■ Extracted text
Tricky details about putenv()

Previously I already talked about a class to deal with the OS environment variables. The purpose of that class was to store data of the variables passed into the putenv() function.

We rolled out this class into QA, which works on various platforms (AIX, HP-UX, Solaris, Linux and Windows). Everything seemed to be okay, unit tests passed and the production code didn’t crash. Alas, QA machines controlled by Hudson/Jenkins are usually overloaded, and quite often it causes very unexpected issues. After a week we discovered that sometimes the code crashed on AIX when calling std::system(). Even more, it crashed inside this function, that was for sure. In most cases any “strange” or “magical” behaviour is related to memory problems. truss, injected into command lines passed to system(), showed that some environment variables in the child process had corrupted values.

We began investigating the new class, EnvironmentVariablesManager. Below is its simplified version but still containing a tricky bug. You may try finding the issue by yourself first, and then read further down.

The simple main() function below easily reproduces the issue.

■ Problems
- 1) Copy out the part of the putenv() post running from "We rolled out" down to "had corrupted values.", word for word.
- 2) Write what comes next in the post about putenv(), picking up after its final sentence.

■ Dataset section
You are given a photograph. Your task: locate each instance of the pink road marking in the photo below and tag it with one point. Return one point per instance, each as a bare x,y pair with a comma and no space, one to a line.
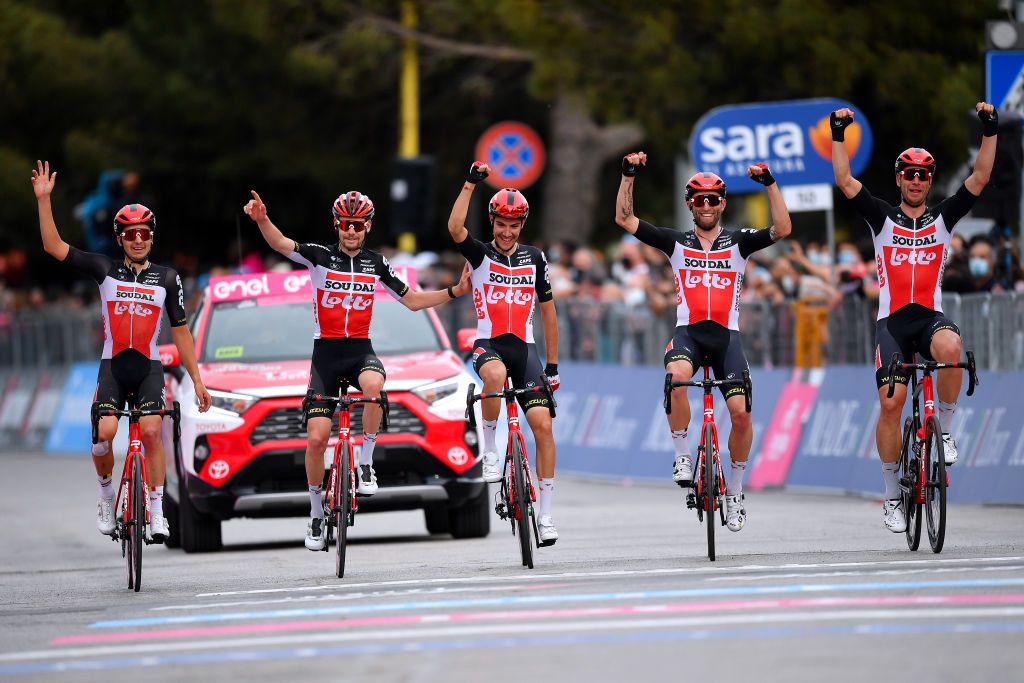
543,614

■ Results by task
- 1)
We rolled out this class into QA, which works on various platforms (AIX, HP-UX, Solaris, Linux and Windows). Everything seemed to be okay, unit tests passed and the production code didn’t crash. Alas, QA machines controlled by Hudson/Jenkins are usually overloaded, and quite often it causes very unexpected issues. After a week we discovered that sometimes the code crashed on AIX when calling std::system(). Even more, it crashed inside this function, that was for sure. In most cases any “strange” or “magical” behaviour is related to memory problems. truss, injected into command lines passed to system(), showed that some environment variables in the child process had corrupted values.

- 2)
#include <vector>
#include <map>
#include <string>

#include <unistd.h>

class EnvironmentVariablesManager {
 public:
  typedef std::vector<char> VariableContainer;
  typedef std::map<std::string, VariableContainer> Variables;
  void put(const std::string& name, const std::string& value) {
    VariableContainer pair;
    PairToContainer(name, value, &pair);
    const std::pair<Variables::iterator, bool> inserted =
      vars_.insert(std::make_pair(name, pair));
    if (!inserted.second)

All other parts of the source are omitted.